課題の指示
次の資料から、文字列「instance」を含む行をすべてそのまま書き写して報告しなさい。

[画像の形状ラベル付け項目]
---*---

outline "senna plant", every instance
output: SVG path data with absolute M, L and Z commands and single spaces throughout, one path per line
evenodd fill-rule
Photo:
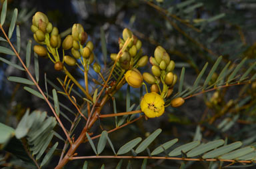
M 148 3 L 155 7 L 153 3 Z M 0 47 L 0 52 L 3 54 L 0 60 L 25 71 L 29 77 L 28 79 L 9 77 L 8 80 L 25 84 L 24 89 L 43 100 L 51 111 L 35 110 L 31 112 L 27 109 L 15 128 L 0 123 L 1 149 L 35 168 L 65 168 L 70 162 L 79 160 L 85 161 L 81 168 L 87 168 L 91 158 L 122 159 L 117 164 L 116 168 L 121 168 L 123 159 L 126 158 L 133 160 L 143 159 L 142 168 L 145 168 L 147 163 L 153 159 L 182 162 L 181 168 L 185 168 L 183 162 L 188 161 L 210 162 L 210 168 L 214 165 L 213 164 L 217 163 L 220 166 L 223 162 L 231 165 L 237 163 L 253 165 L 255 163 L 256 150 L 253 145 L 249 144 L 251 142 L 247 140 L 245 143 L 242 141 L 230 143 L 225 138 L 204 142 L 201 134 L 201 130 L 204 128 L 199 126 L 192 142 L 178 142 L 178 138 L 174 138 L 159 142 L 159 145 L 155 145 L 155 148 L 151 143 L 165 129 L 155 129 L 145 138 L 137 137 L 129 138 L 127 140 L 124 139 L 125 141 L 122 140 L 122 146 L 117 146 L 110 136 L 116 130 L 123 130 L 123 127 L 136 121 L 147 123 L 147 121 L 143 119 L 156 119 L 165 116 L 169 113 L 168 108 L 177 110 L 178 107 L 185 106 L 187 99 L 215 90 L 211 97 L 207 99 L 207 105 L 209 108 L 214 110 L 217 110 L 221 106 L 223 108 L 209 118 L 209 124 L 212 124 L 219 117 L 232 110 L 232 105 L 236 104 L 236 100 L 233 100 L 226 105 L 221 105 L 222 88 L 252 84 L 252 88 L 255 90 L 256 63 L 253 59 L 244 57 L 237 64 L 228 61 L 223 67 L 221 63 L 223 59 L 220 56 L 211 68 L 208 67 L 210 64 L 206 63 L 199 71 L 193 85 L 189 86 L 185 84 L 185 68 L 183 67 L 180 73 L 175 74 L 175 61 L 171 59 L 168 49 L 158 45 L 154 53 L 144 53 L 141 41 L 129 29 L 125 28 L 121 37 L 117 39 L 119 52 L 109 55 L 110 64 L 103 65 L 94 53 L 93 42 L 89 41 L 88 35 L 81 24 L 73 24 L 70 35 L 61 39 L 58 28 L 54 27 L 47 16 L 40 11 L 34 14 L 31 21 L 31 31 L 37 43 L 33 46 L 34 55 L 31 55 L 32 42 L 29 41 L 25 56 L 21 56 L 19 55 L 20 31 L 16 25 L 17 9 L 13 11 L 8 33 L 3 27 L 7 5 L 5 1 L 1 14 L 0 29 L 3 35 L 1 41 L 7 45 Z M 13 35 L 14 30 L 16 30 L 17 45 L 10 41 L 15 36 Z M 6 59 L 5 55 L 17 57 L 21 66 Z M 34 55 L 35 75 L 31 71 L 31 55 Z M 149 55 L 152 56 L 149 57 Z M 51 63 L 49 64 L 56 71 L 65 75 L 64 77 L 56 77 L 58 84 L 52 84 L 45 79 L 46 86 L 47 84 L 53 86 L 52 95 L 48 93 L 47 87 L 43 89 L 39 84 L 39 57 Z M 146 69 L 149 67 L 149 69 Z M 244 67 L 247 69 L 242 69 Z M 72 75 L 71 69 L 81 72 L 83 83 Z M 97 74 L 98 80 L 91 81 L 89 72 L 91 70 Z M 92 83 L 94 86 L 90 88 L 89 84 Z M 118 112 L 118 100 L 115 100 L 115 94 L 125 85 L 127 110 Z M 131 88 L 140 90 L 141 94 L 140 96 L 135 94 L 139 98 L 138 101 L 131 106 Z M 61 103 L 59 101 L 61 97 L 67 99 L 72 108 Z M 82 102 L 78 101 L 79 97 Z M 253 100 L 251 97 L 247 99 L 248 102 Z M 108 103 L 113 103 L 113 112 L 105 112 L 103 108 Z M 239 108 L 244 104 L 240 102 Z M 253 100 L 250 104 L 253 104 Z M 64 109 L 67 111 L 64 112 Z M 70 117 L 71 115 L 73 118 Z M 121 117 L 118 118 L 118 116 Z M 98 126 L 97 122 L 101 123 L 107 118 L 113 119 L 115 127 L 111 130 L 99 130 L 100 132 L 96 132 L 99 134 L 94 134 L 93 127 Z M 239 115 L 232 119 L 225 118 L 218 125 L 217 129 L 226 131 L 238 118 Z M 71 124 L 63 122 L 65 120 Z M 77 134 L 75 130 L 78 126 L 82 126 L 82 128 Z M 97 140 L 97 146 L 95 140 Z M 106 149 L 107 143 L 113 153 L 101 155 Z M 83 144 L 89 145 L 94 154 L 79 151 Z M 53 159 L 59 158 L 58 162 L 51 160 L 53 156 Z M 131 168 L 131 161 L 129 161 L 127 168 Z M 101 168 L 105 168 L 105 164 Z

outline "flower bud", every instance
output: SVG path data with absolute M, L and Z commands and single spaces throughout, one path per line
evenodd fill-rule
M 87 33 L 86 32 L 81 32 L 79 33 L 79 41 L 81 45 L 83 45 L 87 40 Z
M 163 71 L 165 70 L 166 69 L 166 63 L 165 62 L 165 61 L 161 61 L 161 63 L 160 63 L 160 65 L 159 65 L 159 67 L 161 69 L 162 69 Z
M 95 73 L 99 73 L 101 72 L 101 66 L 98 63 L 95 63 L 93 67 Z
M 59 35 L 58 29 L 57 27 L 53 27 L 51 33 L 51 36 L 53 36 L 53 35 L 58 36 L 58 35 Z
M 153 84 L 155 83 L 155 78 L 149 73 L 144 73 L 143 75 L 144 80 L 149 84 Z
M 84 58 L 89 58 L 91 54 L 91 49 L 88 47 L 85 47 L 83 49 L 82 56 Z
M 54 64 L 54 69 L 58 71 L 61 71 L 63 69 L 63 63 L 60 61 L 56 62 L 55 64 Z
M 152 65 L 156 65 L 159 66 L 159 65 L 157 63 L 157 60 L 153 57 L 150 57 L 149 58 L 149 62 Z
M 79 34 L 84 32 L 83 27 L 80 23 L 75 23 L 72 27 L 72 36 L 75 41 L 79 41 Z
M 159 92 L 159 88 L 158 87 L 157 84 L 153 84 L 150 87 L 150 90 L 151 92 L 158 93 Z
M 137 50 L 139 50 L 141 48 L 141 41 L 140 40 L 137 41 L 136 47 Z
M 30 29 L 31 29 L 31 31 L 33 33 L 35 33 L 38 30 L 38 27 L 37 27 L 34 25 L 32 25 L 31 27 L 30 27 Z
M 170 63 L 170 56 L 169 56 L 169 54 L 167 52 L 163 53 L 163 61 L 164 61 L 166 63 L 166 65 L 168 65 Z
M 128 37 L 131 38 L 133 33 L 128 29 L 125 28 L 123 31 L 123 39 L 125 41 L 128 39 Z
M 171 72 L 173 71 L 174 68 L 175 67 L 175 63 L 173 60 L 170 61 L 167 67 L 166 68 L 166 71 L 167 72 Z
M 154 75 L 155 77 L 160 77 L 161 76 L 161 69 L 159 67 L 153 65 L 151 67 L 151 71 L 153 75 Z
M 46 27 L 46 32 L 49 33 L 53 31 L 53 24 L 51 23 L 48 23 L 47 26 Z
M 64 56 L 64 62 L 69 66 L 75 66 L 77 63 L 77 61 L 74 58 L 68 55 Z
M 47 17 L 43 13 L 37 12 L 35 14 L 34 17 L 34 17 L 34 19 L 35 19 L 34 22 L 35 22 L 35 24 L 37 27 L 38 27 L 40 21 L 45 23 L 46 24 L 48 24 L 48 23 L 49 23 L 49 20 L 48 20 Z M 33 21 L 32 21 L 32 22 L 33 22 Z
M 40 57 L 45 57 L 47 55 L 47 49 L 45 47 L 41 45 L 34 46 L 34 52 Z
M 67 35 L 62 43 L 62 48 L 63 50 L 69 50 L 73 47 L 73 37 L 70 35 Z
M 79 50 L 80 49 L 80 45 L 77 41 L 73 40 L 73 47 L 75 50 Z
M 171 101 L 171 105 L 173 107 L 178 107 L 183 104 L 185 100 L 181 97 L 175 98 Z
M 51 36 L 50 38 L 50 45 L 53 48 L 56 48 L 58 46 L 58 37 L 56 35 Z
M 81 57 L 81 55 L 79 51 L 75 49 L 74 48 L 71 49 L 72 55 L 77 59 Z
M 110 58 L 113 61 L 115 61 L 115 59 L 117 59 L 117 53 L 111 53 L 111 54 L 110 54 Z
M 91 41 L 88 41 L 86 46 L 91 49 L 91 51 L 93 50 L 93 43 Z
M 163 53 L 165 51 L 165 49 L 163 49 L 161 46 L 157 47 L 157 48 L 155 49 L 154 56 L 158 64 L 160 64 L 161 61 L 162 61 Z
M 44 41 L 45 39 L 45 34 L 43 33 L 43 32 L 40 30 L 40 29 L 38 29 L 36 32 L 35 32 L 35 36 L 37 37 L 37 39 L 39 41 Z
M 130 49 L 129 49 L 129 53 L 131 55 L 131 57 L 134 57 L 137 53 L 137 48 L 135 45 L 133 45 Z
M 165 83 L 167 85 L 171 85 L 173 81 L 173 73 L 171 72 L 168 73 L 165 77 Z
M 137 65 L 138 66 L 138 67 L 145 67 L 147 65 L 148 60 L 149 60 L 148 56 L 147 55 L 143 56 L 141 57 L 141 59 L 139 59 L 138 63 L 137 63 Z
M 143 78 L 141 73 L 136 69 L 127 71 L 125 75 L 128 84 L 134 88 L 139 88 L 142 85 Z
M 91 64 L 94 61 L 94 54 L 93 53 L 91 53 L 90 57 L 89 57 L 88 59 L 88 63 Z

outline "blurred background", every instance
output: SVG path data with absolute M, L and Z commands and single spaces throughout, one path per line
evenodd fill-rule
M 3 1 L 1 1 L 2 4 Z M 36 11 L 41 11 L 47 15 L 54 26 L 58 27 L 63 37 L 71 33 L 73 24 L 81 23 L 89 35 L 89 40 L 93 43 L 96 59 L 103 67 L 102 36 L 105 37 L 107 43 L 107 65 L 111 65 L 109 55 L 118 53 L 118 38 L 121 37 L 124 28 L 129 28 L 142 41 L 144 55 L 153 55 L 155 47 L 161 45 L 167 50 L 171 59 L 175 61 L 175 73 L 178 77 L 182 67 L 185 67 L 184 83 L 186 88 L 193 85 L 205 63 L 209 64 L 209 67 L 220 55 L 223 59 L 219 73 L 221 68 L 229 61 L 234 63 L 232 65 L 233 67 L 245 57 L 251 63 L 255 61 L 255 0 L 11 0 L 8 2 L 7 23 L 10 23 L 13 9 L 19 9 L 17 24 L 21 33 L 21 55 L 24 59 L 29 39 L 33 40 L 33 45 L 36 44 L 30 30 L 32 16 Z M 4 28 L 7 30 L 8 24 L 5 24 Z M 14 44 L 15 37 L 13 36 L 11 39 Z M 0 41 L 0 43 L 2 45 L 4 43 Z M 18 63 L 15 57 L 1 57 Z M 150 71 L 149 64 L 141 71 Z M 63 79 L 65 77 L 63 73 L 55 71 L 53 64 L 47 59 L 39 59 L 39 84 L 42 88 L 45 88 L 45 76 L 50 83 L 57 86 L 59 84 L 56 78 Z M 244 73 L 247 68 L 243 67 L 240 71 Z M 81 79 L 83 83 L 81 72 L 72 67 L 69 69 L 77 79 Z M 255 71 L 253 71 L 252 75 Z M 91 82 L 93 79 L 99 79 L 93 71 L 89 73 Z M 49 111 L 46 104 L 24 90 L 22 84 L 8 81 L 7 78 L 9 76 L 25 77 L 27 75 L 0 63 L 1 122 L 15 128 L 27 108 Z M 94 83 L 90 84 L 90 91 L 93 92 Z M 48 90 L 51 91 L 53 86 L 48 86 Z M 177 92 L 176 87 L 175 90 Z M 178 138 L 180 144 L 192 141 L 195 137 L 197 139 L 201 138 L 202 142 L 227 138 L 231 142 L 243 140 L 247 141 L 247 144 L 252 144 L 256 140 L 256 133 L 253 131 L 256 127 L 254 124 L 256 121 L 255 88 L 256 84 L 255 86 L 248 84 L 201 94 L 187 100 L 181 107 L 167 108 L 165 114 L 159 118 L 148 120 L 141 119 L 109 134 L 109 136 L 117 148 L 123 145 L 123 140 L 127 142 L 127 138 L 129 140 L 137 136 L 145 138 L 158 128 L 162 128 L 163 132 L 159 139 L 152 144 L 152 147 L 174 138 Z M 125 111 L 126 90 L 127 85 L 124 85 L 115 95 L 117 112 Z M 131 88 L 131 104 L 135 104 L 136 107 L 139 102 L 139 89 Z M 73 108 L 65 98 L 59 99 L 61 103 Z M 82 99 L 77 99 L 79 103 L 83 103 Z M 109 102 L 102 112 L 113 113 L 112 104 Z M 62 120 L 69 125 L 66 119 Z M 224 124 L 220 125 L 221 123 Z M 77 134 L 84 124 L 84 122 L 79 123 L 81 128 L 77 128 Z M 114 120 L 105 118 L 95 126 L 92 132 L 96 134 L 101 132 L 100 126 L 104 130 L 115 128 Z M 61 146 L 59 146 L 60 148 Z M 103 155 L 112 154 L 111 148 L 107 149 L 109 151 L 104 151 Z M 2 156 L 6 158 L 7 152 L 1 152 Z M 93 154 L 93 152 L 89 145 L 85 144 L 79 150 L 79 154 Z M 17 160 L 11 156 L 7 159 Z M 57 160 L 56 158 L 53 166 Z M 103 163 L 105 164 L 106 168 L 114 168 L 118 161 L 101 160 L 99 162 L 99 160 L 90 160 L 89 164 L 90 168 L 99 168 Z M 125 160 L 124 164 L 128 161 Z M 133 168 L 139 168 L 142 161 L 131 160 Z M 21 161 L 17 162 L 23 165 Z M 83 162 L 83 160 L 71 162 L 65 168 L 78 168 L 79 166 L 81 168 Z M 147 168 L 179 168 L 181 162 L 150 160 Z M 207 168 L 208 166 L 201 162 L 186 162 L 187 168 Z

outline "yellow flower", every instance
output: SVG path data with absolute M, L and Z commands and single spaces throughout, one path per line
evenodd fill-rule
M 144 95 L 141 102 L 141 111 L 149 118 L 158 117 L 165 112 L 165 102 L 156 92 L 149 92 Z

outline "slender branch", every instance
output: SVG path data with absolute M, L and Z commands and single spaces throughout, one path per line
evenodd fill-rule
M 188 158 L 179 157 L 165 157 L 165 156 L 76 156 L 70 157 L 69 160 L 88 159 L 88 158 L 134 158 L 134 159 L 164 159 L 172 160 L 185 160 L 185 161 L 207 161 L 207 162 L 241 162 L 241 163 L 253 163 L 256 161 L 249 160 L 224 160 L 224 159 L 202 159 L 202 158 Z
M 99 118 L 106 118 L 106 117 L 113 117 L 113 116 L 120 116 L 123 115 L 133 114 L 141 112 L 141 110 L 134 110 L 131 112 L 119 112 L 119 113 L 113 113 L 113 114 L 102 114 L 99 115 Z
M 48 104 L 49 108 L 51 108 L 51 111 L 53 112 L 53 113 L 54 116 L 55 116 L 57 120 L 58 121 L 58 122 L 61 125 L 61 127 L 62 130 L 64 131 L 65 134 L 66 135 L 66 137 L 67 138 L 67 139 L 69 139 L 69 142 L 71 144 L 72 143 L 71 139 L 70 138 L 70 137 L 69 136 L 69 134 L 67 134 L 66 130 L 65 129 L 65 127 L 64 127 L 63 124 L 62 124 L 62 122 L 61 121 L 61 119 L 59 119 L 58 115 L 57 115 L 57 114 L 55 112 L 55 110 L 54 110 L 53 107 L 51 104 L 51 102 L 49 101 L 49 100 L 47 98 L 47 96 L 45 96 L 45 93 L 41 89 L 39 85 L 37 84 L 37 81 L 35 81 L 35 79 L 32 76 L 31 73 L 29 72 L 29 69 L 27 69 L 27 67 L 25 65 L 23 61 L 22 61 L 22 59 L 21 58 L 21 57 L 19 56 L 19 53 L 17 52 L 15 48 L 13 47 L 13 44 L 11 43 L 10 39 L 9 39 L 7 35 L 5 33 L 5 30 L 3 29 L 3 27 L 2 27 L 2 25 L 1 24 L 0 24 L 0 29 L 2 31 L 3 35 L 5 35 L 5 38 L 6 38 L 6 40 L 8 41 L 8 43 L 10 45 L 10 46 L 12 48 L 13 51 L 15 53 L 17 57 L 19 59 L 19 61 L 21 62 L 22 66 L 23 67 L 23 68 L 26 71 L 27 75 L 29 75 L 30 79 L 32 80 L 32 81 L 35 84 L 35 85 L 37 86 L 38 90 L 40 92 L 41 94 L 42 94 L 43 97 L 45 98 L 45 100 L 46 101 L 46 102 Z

---*---

問題の解答
outline "senna plant", every instance
outline "flower bud", every instance
outline "blurred background", every instance
outline "yellow flower", every instance
outline "slender branch", every instance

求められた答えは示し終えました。